Texte à lire:
((

Rencontre avec le romancier Olivier ADAM pour son roman Tout peut s'oublier
Rencontre avec Olivier Adam pour son roman "Tout peut s'oublier"
( lire la chronique du livre ici même)
Vos impressions générales sur la période actuelle, entre crise sanitaire et confinement
Olivier Adam : Je ne vis pas très bien cette période, mais en même temps j'ai l'impression que personne, il me semble, ne vit cette période sereinement.
J'étais à la maison de la radio il ya peu, avec les restrictions diverses, c'était vraiment désert, l'ambiance était assez glauque par rapport à l'effervessence que c'est d'habitude.
C'est pas facile de ressortir du positif de cette période : des gens meurent, d'autres souffrent, les cinémas et salles de spectacle sont fermés depuis plusieurs mois
Les librairies c'est encore autre chose: elles ont eté fermées puis réouvertes, puis inscrites comme des "bien non essentiels", cela a donné une image de la lecture très difficile à appréhender.

))

Pourriez-vous poursuivre l'entretien avec Olivier Adam sur son roman « Tout peut s'oublier » en reprenant juste après sa dernière phrase ? Les données n'interviennent pas dans ce travail.

Entrées:
((

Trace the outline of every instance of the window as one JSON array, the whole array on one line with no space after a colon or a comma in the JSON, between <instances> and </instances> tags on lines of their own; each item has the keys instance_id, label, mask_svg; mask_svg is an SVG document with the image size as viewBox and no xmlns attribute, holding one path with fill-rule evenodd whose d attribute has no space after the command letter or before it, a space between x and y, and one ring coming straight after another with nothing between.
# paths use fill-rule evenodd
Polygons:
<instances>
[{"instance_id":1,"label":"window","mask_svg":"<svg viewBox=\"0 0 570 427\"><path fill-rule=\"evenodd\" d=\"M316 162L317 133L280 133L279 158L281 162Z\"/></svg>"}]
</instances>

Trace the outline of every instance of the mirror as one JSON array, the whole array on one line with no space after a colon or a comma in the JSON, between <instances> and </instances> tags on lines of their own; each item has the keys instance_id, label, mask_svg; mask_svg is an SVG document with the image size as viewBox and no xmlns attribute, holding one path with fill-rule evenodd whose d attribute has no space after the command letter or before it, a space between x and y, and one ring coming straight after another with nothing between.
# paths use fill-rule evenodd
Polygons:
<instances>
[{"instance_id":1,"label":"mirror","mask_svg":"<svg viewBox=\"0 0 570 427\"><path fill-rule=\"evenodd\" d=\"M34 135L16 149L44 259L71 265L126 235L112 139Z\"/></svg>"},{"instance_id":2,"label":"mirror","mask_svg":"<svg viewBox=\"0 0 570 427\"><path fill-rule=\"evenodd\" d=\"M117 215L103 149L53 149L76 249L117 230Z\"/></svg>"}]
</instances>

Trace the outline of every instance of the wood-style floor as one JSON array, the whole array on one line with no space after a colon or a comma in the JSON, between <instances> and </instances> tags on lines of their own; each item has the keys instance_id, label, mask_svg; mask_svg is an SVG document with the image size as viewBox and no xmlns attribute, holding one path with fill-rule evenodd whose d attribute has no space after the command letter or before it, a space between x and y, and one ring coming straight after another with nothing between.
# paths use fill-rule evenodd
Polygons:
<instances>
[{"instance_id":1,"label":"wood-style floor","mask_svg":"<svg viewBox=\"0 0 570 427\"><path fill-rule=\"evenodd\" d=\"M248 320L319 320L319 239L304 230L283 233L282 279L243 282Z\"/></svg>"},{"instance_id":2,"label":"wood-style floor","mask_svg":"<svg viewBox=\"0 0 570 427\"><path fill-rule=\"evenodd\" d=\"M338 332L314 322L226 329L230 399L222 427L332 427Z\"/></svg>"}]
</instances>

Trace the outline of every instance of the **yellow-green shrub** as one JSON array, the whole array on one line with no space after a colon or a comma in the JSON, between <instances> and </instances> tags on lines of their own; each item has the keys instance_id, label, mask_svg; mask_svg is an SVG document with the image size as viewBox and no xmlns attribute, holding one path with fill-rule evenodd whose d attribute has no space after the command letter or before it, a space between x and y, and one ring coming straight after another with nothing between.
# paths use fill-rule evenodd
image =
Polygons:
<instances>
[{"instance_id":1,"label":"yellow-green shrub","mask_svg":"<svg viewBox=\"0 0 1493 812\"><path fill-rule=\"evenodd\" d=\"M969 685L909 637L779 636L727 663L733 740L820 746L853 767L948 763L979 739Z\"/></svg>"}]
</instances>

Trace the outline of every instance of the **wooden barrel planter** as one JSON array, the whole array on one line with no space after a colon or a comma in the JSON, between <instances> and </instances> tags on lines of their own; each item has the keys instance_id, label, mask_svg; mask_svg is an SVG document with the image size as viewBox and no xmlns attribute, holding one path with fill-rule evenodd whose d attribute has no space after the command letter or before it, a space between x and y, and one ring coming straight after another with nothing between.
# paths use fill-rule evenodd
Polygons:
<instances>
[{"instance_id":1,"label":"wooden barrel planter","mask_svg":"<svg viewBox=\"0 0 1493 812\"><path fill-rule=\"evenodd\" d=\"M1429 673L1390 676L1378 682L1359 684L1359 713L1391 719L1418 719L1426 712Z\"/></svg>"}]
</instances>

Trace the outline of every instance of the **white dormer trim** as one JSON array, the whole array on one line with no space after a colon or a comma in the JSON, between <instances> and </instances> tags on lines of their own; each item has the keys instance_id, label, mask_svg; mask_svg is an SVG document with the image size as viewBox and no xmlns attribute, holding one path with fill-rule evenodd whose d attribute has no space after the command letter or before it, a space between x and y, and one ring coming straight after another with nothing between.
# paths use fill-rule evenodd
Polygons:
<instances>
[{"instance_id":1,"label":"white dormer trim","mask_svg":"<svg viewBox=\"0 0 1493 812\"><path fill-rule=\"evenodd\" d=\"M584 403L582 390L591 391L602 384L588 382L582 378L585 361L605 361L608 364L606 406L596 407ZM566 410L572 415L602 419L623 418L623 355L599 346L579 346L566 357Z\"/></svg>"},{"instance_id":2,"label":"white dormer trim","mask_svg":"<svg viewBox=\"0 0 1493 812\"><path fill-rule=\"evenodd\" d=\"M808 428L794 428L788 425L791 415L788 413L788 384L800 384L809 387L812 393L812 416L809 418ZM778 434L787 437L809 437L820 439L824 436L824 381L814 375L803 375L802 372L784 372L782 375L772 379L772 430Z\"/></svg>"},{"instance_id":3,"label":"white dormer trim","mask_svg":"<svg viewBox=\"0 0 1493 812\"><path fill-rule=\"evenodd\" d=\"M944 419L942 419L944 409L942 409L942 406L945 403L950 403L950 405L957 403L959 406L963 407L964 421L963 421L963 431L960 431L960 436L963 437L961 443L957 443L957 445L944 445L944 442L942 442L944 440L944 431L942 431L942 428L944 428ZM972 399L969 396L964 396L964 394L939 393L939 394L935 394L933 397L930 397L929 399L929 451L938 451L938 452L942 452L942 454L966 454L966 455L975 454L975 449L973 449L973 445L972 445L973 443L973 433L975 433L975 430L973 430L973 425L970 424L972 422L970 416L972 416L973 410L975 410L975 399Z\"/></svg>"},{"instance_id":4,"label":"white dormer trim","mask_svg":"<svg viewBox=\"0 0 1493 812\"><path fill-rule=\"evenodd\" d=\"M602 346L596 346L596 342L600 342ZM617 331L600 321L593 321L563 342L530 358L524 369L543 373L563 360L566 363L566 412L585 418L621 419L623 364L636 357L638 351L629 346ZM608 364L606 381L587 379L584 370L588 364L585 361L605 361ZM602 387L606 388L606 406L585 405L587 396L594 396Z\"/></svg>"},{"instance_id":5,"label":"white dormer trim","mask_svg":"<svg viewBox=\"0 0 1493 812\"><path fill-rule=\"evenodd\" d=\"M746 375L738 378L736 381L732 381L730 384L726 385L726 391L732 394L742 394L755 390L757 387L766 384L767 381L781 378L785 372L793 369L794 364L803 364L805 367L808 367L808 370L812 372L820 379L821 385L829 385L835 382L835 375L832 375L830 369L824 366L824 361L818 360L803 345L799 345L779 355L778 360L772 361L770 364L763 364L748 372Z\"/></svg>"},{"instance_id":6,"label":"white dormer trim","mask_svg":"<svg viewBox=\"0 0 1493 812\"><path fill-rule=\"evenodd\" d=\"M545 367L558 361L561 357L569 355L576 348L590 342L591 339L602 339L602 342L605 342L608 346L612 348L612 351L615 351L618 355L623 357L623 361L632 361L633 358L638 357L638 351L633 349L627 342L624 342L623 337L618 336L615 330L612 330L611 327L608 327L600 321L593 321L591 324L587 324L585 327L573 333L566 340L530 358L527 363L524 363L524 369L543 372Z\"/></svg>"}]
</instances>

))

Résultat de l'exercice:
On a vu passer des scènes incroyables avec ces rayons livres de grande surface qui ont été interdites d'accès avec du scotch, c'est fou quand on y pense.
Plus globalement, ce que cela dit de la vision de la culture par nos dirigeants fait assez froid dans le dos.
Et d'un point de vue plus personnel?
Disons que j'ai vécu le premier confinement comme une période de productivité intense.
En temps normal, je ne tiens pas trop en place, je ne suis pas du tout du genre , écrire un roman équivaut à se retirer du monde de facon monacale, bien au contraire
L'appel de l'extérieur m'a toujours semblé plus fort, que ce soit aller au cinéma, voir un concert, une expo, aller boire un coup avec les potes...
Mais là à partir de mars de l'an dernier, il n'y avait pas d'échappatoire, je me suis donc retrouvé dans une sorte de retrait quasi monacal, ce qui m'a permis de finir ce nouveau livre, Tout peut s'oublier.
Il faut savoir qu'au départ, la sortie du livre était plus prévue pour la rentrée de septembre 2021, j'ai donc largement acceléré le mouvent, par la force des choses (rires) .
Et j'ai également fini un roman pour la jeunesse, le troisième après" la tête sous l'eau" et" les rochers rouges."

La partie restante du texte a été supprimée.